Text-to-region grounding data:
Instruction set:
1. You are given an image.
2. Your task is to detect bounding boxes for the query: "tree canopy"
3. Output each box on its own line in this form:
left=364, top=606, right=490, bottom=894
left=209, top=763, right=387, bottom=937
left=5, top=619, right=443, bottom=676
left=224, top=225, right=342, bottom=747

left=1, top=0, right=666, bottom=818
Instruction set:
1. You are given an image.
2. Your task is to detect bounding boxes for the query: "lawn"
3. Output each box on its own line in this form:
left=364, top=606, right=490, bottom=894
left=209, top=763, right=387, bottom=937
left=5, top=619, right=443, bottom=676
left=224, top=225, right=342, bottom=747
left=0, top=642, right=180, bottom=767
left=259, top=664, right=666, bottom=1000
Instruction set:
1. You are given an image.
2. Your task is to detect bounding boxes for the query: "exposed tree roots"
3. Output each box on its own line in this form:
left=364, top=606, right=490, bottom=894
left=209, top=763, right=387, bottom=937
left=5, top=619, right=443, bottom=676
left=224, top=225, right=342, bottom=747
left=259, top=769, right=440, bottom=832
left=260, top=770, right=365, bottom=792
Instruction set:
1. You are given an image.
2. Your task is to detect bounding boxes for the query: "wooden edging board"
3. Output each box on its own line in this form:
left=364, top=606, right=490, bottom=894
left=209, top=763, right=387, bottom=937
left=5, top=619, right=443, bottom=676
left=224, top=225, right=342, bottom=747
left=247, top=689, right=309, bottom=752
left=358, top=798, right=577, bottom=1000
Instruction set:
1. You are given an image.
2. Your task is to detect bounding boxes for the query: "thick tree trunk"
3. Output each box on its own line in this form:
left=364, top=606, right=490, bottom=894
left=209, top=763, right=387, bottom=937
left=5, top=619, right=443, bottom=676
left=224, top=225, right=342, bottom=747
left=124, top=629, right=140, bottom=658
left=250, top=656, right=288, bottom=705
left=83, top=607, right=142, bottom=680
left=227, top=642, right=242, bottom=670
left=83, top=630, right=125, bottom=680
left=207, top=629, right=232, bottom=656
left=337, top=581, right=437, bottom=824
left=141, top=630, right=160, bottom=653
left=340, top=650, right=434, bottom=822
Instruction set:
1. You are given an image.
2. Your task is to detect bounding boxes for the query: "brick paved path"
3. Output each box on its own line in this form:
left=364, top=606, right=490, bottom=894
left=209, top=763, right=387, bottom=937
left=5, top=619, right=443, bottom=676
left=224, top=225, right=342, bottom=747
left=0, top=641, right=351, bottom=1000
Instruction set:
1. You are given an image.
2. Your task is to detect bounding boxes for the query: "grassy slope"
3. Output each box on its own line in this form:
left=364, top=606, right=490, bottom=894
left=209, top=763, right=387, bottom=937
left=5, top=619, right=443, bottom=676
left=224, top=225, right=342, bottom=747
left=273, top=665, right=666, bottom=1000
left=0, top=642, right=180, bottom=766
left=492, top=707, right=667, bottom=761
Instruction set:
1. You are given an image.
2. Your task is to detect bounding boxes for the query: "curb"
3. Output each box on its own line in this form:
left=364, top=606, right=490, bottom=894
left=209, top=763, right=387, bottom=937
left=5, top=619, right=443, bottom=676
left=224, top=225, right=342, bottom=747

:: Task prompt ::
Your response should be the lines of the entries above that include the string "query".

:: Exercise response ::
2. Your task is to detect bounding boxes for the query: "tree canopy"
2. Your task is to detect bounding boxes for the query: "lawn"
2. Your task is to detect bounding boxes for the query: "exposed tree roots"
2. Your task is to detect bounding boxes for the query: "wooden edging board"
2. Your task is to detect bounding boxes for the query: "thick tree trunk"
2. Your task is to detect bounding boxes for the query: "brick paved path"
2. Your task is to detect bounding boxes for the query: "grassy slope"
2. Your task is to detect bounding boxes for the query: "curb"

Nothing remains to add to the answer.